= Stated task 1 =
Translate this sentence from the passage on Plato's political views into Spanish: "No young person under forty is allowed to travel abroad for any reason."
= Stated task 2 =
Summarize the passage on Plato's political views in two sentences.
= Stated task 3 =
Answer these questions from the passage on Plato's political views:
(a) What is the name of Plato's imagined state?
(b) In which dialogue is the Theory of Forms virtually refuted?
(c) Who does not appear in 'The Laws'?

= Passage to read =
- - -

It has to be accepted that Plato's political views were non-libertarian. When he came to write 'The Laws', and sketch the nature of the ideal state in greater detail, it must strike most moderns as wholly repressive. His imagined state, Magnesia, is to be forcibly locked into resistance to all change. It is, after all, perfect, so all change would be for the worse. No young person under forty is allowed to travel abroad for any reason. Even after that age, they cannot travel for purely private reasons or just for pleasure. Moreover, since moral standards are absolute and unchangeable, and can be known with certainty, they must be taught and enforced without permitting dissent. This extends as far as requiring the death penalty for anyone who establishes a shrine on private land, or who sacrifices on public land to 'gods not included in the pantheon of the state' (Book Ten). No moral or religious reforms can every be countenanced, since everything is just perfect as it is. This is a rather ironic conclusion for an admirer of Socrates, who was condemned for impiety towards the established Athenian gods.

Plato would be proud to plead guilty to the charge that his ideal society is both rigidly conservative (not countenancing change) and repressive of dissent. It is fairly easy to find the root principle that gives rise to his views, as it gives rise to many illiberal views. It is that there exists one absolute truth; that it can be known with certainty, probably by a small minority; that knowledge of it will entail virtuous living (following the Socratic principle that 'virtue is knowledge', and that no-one who really knows what is right could ever do wrong); and that its principles can be successfully imposed by force, dissent being a form of culpable and dangerous ignorance.

This principle seems very widespread in human societies, whether they are religiously based or not. It is the principle, 'I know what is right, and I will brook no denial of it'. It is the complete opposite of the principle, 'It is very difficult to know what is right, and maybe I should listen to differing views to help me come to some decision, however provisional it may be'. But suppose we ask, which of these principles is really that of Plato?

The paradox is that he sometimes implies (in 'The Laws', for instance - in which, notably, Socrates does not appear) that he supports the first principle. But the form and content of his Dialogues, taken as a whole, is a very strong expression of the second principle. The Dialogues of Plato are the first major expression of critical thought and free enquiry in human history. And, being Dialogues, they do not all express one consistently upheld viewpoint - even the famous Theory of Forms is virtually refuted in the 'Parmenides'. They are arguments, conversations, and they by no means end with clear statements of absolute truth. In every case, we end with the feeling that there is more to be said, and that, when we have recovered from the long night's drinking, the discussions will continue. More than that, it is the process of argumentation, of enquiry and reflection that is of value, not just the presentation of a dogma.

- - -

= Records =
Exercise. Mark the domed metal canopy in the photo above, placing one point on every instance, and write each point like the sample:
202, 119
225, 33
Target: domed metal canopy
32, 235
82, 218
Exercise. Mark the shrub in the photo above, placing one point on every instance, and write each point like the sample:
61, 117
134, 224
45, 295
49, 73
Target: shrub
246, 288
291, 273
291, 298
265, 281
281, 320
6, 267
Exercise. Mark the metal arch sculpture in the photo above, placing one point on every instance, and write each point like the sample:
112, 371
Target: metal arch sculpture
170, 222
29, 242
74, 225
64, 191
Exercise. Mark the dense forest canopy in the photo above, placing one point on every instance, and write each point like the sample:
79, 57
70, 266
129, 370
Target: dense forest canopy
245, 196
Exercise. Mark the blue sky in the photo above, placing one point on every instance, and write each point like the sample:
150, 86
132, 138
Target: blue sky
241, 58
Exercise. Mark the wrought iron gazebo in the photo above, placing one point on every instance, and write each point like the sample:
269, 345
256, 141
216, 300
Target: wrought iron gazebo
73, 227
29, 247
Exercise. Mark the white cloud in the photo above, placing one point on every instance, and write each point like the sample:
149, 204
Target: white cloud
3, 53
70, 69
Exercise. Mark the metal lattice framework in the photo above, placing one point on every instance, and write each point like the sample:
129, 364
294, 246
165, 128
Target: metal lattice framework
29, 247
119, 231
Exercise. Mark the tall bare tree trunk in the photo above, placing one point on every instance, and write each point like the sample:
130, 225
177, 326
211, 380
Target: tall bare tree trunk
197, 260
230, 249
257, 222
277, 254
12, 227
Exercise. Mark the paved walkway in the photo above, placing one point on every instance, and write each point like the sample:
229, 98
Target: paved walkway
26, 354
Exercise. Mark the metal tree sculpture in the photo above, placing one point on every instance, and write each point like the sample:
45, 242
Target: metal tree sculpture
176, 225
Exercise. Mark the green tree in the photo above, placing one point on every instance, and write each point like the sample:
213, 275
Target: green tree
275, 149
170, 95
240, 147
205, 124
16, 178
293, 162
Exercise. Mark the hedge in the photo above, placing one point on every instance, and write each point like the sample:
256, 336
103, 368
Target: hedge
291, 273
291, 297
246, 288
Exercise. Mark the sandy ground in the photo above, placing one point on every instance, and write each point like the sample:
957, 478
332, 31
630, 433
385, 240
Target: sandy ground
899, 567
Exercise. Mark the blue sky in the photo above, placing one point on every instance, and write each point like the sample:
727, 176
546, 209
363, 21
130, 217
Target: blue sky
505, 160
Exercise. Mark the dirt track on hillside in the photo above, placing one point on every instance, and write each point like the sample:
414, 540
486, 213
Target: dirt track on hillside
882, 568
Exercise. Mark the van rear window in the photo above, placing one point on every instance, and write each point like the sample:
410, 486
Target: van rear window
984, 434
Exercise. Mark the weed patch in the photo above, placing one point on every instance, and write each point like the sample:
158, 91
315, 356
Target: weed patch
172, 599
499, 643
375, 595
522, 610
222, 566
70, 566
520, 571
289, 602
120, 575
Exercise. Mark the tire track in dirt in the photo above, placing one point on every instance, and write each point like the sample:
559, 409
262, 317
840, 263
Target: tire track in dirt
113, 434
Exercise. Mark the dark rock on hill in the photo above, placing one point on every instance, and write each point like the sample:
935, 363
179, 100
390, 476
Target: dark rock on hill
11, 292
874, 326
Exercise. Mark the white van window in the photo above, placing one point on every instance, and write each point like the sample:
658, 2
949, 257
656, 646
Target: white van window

- - -

= Finished answer 1 =
Ninguna persona joven menor de cuarenta años puede viajar al extranjero por ningún motivo.

= Finished answer 2 =
In 'The Laws', Plato sketches an ideal state, Magnesia, that is locked into resistance to all change and enforces absolute moral standards without permitting dissent. This view rests on the principle that one absolute truth can be known with certainty and imposed by force, yet his Dialogues as a whole express critical thought and free enquiry, valuing the process of argument rather than the presentation of a dogma.

= Finished answer 3 =
(a) Magnesia
(b) The 'Parmenides'
(c) Socrates